- _Estratto fornito_:
# # # # # # #
La perdita sembra definire il nostro presente, in particolar modo le perdite associate al clima e ad altre forme di cambiamento ambientale. Successi editoriali come “La sesta estinzione. Una storia innaturale” di Elizabeth Kolbert e “La grande cecità. Il cambiamento climatico e l’impensabile” di Amitav Ghosh inquadrano il presente come un momento nella storia del mondo in cui le perdite catastrofiche superano la nostra capacità immaginativa. Non passa giorno senza che apprendiamo dell’estinzione di una qualche specie, o di una costa minacciata dall’innalzamento dei mari.
Nel 2018 il «New York Times Magazine» proponeva una storia intitolata “Perdere la Terra: i dieci anni in cui abbiamo quasi fermato il cambiamento climatico”. Nell’articolo Nathaniel Rich elencava le occasioni perdute di cambiare il corso della storia terrestre. Poiché non abbiamo agito, affermava, «il disastro naturale è adesso la sorte migliore cui possiamo aspirare».
Quando ho iniziato a scrivere questo libro, una crepa in Larsen c, una delle maggiori piattaforme glaciali della penisola Antartica, mi teneva sveglia la notte. I miei sogni erano turbati dai timori di un continente spezzato a metà. Pochi mesi dopo, i giorni e le notti diventarono veglie in attesa del peggio, mentre l’uragano Irma avanzava sui caldi mari caraibici in direzione della mia casa d’infanzia, nella Florida meridionale.
La perdita rende difficile mantenere le cose in prospettiva. La mia famiglia è sopravvissuta all’uragano Andrew, un ciclone tropicale di categoria 5 sulla Scala Saffir-Simpson che investì il sud della Florida nel 1992. Il suo occhio letale inquadrò casa nostra, un edificio storico costruito negli anni Venti con assi di pino locale e scandole di metallo. Il giorno dopo partii da Gainesville, dove studiavo, per raggiungere la cittadina ai confini del Parco Nazionale delle Everglades. All’arrivo trovai un paesaggio così modificato – palme, segnali stradali, edifici divelti – che per orientarmi dovetti chiedere una mano alla Guardia Nazionale. Nel diario composto in occasione della morte della madre, Roland Barthes descrive la perdita come un «paesaggio piatto, tetro – virtualmente privo d’acqua – e insignificante».
Di recente però la perdita non somiglia a un deserto, a un paesaggio arido e desolato, ma ha più l’aspetto di un pantano spugnoso fatto di panni bagnati e cartongesso fradicio. La perdita è un posto dove alberi, lavatrici e case delle bambole vengono spazzati dalle maree. È un modo di stare al mondo segnato da lutto, rabbia, paura e angoscia. La perdita ci trasforma, stravolge il modo in cui ci relazioniamo alle altre creature e alle cose, cambia le nostre speranze per il futuro. La perdita ha anche ripercussioni. Senza lo schermo protettivo di Larsen c i ghiacciai retrostanti cominceranno a sciogliersi e frantumarsi. Intere comunità, dallo Stretto di Bering al litorale della Louisiana, stanno già trasferendo le proprie dimore ancestrali in territori più elevati e sicuri. Non è trascorso tanto tempo da quando i residenti di Innaarsuit fuggirono di fronte all’avanzata di un iceberg da undici milioni di tonnellate che minacciava il loro villaggio costiero nella Groenlandia occidentale.
# # # # # # #
- _Dati archiviati_:
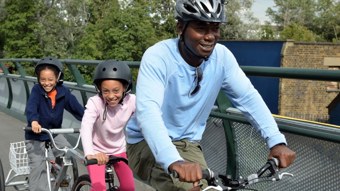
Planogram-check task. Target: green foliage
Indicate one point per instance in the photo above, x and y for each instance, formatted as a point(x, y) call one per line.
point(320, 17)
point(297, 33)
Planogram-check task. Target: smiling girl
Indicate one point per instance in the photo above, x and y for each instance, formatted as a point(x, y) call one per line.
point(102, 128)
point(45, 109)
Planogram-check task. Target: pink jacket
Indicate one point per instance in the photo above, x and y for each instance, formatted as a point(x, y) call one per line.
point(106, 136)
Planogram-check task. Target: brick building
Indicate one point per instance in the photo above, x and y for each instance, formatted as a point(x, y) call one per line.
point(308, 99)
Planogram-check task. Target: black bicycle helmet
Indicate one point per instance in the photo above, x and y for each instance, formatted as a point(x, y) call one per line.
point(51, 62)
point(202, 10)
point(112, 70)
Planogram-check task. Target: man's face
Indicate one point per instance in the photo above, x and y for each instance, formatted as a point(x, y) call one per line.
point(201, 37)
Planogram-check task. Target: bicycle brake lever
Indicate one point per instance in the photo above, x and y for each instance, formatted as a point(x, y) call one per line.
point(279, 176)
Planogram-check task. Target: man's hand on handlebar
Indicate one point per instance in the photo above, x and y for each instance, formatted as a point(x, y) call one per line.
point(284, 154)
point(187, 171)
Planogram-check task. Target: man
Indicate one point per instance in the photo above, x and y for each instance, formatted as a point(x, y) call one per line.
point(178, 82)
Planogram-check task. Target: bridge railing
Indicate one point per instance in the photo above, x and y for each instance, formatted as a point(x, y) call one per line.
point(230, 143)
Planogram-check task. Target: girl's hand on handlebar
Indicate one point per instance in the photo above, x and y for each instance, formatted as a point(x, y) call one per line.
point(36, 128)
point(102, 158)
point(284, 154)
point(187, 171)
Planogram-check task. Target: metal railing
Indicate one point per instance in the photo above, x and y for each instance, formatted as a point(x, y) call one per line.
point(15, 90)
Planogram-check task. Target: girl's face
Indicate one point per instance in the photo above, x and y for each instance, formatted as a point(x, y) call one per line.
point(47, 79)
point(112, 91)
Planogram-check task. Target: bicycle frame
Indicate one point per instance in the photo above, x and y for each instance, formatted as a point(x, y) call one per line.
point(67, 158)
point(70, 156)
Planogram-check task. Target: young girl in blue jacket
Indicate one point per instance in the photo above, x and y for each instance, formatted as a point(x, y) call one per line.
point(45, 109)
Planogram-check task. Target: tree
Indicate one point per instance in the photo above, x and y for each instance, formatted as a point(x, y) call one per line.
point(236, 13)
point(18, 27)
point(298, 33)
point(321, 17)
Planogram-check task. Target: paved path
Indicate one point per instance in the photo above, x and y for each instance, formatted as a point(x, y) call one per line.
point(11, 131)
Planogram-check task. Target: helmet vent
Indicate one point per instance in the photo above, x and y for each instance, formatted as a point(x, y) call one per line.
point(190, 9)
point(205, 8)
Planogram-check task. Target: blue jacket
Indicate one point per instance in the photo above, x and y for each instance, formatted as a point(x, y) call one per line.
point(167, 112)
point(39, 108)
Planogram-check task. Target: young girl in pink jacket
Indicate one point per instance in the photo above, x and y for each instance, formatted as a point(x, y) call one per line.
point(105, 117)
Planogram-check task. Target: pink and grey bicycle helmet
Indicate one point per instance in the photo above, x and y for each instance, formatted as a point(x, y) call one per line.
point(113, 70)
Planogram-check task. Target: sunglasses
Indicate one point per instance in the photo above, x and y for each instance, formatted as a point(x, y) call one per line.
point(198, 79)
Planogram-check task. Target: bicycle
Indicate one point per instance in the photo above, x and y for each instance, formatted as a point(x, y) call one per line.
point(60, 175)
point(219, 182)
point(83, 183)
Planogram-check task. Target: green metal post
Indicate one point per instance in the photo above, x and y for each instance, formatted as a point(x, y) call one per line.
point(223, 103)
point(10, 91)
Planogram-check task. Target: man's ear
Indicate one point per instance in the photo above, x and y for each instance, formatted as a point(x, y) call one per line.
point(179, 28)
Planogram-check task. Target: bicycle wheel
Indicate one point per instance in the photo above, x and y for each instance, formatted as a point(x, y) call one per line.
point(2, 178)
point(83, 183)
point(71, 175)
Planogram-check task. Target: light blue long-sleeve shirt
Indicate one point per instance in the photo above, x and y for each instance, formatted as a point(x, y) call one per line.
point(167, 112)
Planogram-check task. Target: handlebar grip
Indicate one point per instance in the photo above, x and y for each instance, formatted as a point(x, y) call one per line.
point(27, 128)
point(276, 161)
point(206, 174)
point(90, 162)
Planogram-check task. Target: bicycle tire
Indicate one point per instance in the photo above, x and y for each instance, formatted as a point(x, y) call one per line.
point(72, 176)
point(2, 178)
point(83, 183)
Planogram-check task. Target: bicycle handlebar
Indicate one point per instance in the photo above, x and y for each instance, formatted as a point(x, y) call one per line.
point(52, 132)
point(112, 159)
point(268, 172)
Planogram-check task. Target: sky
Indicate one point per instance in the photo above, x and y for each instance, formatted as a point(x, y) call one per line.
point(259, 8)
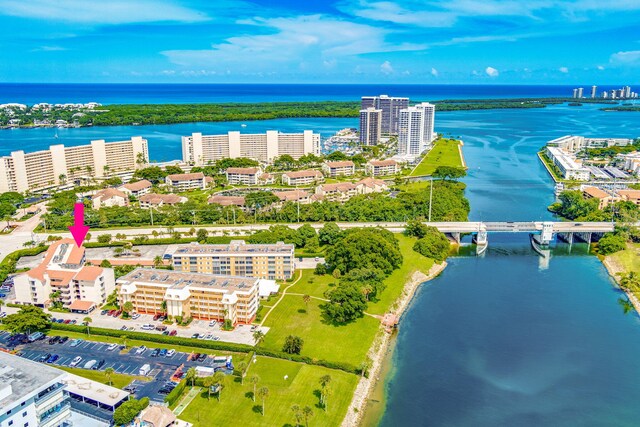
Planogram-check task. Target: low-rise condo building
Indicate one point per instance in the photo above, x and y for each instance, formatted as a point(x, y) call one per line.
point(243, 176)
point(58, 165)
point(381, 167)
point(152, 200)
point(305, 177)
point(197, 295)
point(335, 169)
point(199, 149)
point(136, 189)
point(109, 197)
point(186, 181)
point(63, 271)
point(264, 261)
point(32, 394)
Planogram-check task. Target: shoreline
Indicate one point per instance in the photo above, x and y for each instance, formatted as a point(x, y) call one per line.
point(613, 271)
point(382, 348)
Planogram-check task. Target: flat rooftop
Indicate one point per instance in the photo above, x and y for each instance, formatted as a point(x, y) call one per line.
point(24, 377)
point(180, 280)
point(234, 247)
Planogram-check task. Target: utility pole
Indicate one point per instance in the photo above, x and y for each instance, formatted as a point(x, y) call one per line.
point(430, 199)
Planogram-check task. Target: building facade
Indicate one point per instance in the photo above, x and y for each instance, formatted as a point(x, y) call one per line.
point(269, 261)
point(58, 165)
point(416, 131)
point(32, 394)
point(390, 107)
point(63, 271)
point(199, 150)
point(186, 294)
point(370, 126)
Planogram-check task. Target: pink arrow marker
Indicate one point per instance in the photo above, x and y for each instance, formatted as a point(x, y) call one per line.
# # # # # # #
- _Compito assegnato A_: Ritrascrivi dal testo sulla perdita legata al clima tutto ciò che va da "Nel 2018 il" giù fino a "nella Florida meridionale.".
- _Compito assegnato B_: Traduci in inglese questa frase del testo sulla perdita legata al clima: «La perdita rende difficile mantenere le cose in prospettiva.»
- _Compito assegnato C_: Prosegui il testo sulla perdita legata al clima a partire dalla sua ultima frase.

- _Risposta scritta A_:
Nel 2018 il «New York Times Magazine» proponeva una storia intitolata “Perdere la Terra: i dieci anni in cui abbiamo quasi fermato il cambiamento climatico”. Nell’articolo Nathaniel Rich elencava le occasioni perdute di cambiare il corso della storia terrestre. Poiché non abbiamo agito, affermava, «il disastro naturale è adesso la sorte migliore cui possiamo aspirare».
Quando ho iniziato a scrivere questo libro, una crepa in Larsen c, una delle maggiori piattaforme glaciali della penisola Antartica, mi teneva sveglia la notte. I miei sogni erano turbati dai timori di un continente spezzato a metà. Pochi mesi dopo, i giorni e le notti diventarono veglie in attesa del peggio, mentre l’uragano Irma avanzava sui caldi mari caraibici in direzione della mia casa d’infanzia, nella Florida meridionale.

- _Risposta scritta B_: Loss makes it hard to keep things in perspective.

- _Risposta scritta C_:
Quando queste comunità, legate come sono al territorio, fanno i bagagli e se ne vanno, non perdono solo case, scuole, negozi. Il mare strappa via anche il loro passato, i luoghi di culto e quelli in cui riposano i loro cari, umani e non. La perdita non è solo un fatto di assenza – di qualcosa o qualcuno che non c’è più. È un processo che continua, uno stato di allarme perpetuo, di rassegnazione. In questo stato ogni cosa sembra aver bisogno di essere rinforzata o riprogettata. Ovunque nel mondo le città hanno elaborato piani di sostenibilità basati su un futuro incerto. Oggi nel sud della Florida i flussi di marea trasformano le strade cittadine in fiumi di detriti urbani. L’auto di mia cognata si è rotta dopo essersi bloccata in un parcheggio allagato. La gente si lamenta che le assicurazioni sulla casa vengono stipulate di rado e sono comunque troppo costose.
La saggezza popolare contemporanea vanta massime quali: «Vendi finché sei in tempo» e «Si salvi chi può». La perdita è il filo conduttore del presente. Gran parte del dibattito sul cambiamento climatico e sul ritmo di estinzione delle specie ci presenta questi fenomeni come globali, e dunque distribuiti universalmente nello spazio e nel tempo. La Terra, un tempo lucente biglia azzurra, è come avvolta da una nube scura e minacciosa. Come osserva Anna Tsing, considerare la Terra e il nostro futuro uniformi è un’illusione della prospettiva, che ci fa «ignorare (non vedere) l’eterogeneità del mondo».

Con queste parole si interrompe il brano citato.